RECORDED INFORMATION -
===

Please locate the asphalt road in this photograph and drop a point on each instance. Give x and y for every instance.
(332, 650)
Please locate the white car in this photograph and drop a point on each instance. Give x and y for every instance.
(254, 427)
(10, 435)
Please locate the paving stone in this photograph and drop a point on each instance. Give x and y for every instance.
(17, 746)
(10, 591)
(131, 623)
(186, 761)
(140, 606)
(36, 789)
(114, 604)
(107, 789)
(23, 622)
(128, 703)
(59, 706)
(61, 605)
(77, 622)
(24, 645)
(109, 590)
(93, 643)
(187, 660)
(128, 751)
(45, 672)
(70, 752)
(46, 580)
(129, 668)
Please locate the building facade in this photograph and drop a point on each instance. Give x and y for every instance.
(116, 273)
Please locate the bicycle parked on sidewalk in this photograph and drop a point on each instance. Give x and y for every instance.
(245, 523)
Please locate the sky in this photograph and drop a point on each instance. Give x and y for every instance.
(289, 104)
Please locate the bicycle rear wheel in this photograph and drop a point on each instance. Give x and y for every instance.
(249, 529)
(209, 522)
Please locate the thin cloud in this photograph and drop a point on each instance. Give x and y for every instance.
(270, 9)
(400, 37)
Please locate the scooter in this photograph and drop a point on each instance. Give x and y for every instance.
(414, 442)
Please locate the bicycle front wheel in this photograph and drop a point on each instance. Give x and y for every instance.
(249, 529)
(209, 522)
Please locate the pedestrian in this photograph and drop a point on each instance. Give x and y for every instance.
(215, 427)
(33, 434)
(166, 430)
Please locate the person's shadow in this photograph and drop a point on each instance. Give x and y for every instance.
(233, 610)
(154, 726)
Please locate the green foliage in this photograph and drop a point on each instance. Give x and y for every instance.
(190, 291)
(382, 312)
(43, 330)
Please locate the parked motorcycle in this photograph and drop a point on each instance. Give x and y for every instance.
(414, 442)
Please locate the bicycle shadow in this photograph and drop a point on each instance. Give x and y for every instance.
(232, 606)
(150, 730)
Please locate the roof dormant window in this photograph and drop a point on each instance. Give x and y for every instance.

===

Put every item above into a numbered list, leaving out any blank lines.

COMPLETE RESPONSE -
1. Please locate the asphalt road in this photograph and drop a point on each instance. Give x and y for every instance.
2. (332, 650)
3. Please locate the white car in this photograph and drop a point on each instance. Give x and y for every instance.
4. (254, 427)
5. (10, 435)
6. Please locate the paving stone in this photograph and drop a point on each instance. Give x and y for every instance.
7. (17, 746)
8. (10, 591)
9. (131, 623)
10. (186, 761)
11. (140, 606)
12. (36, 789)
13. (114, 604)
14. (107, 789)
15. (23, 622)
16. (128, 703)
17. (59, 706)
18. (61, 605)
19. (77, 622)
20. (24, 645)
21. (109, 590)
22. (93, 643)
23. (187, 660)
24. (128, 751)
25. (45, 672)
26. (70, 752)
27. (46, 580)
28. (129, 668)
29. Please locate the building facade in this photograph and drop a point on each instance. Give x and y for every instance.
30. (116, 273)
31. Please locate the bicycle parked on sidewalk in this photograph and drop a point on each instance. Give x and y for every instance.
32. (245, 523)
33. Please locate the sky in this photograph and drop a point on each instance. Give x and y for every instance.
34. (289, 104)
35. Please locate the bicycle rear wheel in this photograph and drop a point on each instance. Give x and y for every instance.
36. (249, 529)
37. (209, 522)
38. Please locate the thin cloud in this photograph and drop a point on each instance. Give x and y for every instance.
39. (270, 9)
40. (400, 37)
41. Please locate the scooter in this photograph and drop a point on each instance. Give x and y for every instance.
42. (414, 442)
43. Please locate the bicycle front wheel in this photograph and drop a point on each instance. Give x and y for every instance.
44. (249, 529)
45. (209, 522)
46. Please locate the pedestrian in this photograph and drop a point on each instance. Give x and y for every instance.
47. (215, 427)
48. (33, 434)
49. (166, 430)
50. Please locate the person's shadow in this photograph and drop a point on each instance. Give x and y for every instance.
51. (233, 610)
52. (154, 726)
53. Please locate the green foliage in this photograph and drop a point on each instance. Give x and y for every instance.
54. (190, 291)
55. (382, 312)
56. (43, 330)
57. Please locate the parked motorcycle in this photograph and drop a point on each instance. Give x and y for every instance.
58. (414, 442)
59. Please locate the bicycle shadow in this photograph and drop a point on each instance. Give x and y for every instance.
60. (232, 606)
61. (150, 730)
62. Please locate the roof dormant window in this photograph and drop a point on each instance. Give x and y for every instance.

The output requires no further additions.